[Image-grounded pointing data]
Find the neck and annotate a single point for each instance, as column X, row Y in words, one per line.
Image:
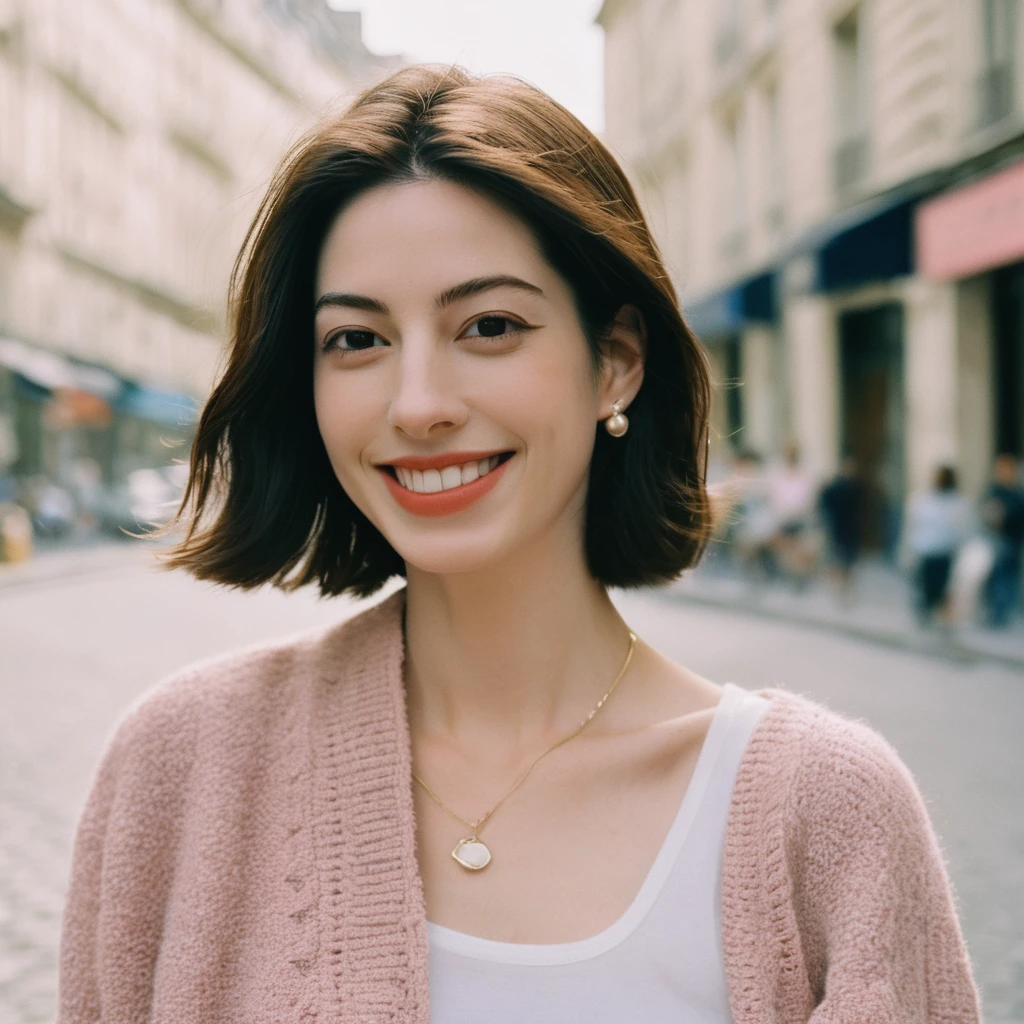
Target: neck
column 511, row 656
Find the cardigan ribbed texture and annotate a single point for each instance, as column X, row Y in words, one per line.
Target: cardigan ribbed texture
column 247, row 856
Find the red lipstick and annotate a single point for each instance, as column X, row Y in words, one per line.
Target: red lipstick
column 442, row 502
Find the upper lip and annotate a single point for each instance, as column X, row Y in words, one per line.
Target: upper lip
column 422, row 462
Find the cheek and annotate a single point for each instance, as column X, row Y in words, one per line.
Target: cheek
column 343, row 417
column 553, row 402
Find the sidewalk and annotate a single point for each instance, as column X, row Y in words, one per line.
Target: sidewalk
column 94, row 556
column 880, row 610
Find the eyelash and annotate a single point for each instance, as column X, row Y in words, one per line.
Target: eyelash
column 513, row 327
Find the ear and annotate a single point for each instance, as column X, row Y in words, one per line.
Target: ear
column 624, row 352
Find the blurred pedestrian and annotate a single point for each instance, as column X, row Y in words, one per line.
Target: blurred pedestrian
column 842, row 505
column 1004, row 514
column 264, row 840
column 791, row 498
column 753, row 521
column 938, row 521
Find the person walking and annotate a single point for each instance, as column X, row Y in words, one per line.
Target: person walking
column 1004, row 513
column 458, row 365
column 842, row 506
column 791, row 499
column 938, row 521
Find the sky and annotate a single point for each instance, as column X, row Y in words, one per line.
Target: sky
column 552, row 43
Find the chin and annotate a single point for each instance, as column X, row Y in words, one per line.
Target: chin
column 449, row 555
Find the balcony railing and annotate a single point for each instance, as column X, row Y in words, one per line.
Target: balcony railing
column 851, row 162
column 994, row 94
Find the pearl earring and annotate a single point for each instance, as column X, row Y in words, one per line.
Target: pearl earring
column 616, row 424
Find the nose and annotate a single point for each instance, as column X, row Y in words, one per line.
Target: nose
column 425, row 401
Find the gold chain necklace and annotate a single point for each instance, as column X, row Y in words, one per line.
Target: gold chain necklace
column 471, row 852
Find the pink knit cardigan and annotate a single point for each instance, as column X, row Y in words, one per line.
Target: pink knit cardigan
column 247, row 856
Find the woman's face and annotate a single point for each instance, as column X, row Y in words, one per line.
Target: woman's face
column 454, row 385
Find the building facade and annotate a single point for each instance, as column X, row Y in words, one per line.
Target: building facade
column 824, row 177
column 135, row 142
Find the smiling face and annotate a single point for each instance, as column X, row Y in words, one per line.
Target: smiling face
column 454, row 385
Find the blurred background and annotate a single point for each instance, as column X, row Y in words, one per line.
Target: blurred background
column 838, row 189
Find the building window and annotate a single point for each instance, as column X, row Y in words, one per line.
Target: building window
column 996, row 83
column 851, row 159
column 774, row 160
column 728, row 35
column 733, row 206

**What the exercise asks**
The result should be the same data as above, line for line, with the pictures gone.

**Written solution**
Find the neck and annotate a single point for each instance, as column X, row Y in words, one per line.
Image:
Target: neck
column 511, row 656
Find the cardigan ribbed texture and annotate a single point for each instance, as column X, row Y in words, one per line.
Target: cardigan ribbed texture
column 247, row 856
Find the red lipstick and annotate a single point for each instance, as column X, row Y in words, one per line.
Target: red lipstick
column 442, row 502
Find the upper lip and annotate a single point for each instance, as column X, row Y in words, one per line.
Target: upper lip
column 422, row 462
Find the cheek and annotate a single point for each instance, as column X, row Y in words, one per line.
Target: cheek
column 343, row 417
column 553, row 402
Find the sidewalk and annotate a single point for each instance, as column X, row Y in words, one per line.
Target: sidewalk
column 94, row 556
column 880, row 610
Find the eyelash and annotate a single point for each instance, as column X, row Y in words, one per line.
Target: eyelash
column 513, row 327
Find the ear and annotate a single point for each instance, as column X, row Y in words, one per line.
Target: ear
column 624, row 352
Find the blurred pedestrian and annotate a single point for each instance, as column X, row Y in words, one per line.
Target: blurred pedestrian
column 842, row 505
column 1004, row 514
column 264, row 840
column 791, row 498
column 753, row 521
column 938, row 521
Find the person walking and annotate a single point for each instance, as column X, row Y in words, one per line.
Target: person walking
column 1004, row 513
column 458, row 365
column 842, row 506
column 791, row 499
column 938, row 521
Find the sky and annotate a single point for each instance, as column X, row Y in words, one per line.
Target: sky
column 552, row 43
Find the chin and annotate a single point for each instance, as column X, row Y in words, one per line.
Target: chin
column 449, row 555
Find the balcony railing and annotate a single point for each instance, as column X, row Y in words, one per line.
Target: balcony railing
column 851, row 162
column 994, row 94
Find the pearl earring and annotate a single point for each instance, as column X, row Y in words, one per line.
Target: pearl earring
column 616, row 424
Find the nose and annotate a single point for each instance, as column X, row Y in words, one per line.
Target: nose
column 425, row 401
Find the gold chain necklace and annotate a single point for each instance, as column X, row Y in words, one per line.
Target: gold chain necklace
column 471, row 852
Find the pink knit cardigan and annotate a single point for each instance, as column X, row Y in words, one per line.
Target: pink knit cardigan
column 247, row 856
Find the woman's face and annotate a single point for each instance, as column X, row Y in words, one per line.
Target: woman's face
column 454, row 385
Find the building facade and annotate a single point for each instance, as column X, row Y in words, one per line.
Target: building facade
column 824, row 177
column 135, row 142
Find the smiling face and annotate a single point for each instance, as column X, row Y in words, one per line.
Target: smiling face
column 454, row 385
Find the blurred background and annotate a single point for each instance, as column X, row Y in words, one per line.
Target: blurred background
column 838, row 189
Find the building window and annotate a single point for each instance, as column X, row Y in words, one per line.
Target: building window
column 996, row 83
column 851, row 159
column 774, row 160
column 728, row 35
column 733, row 206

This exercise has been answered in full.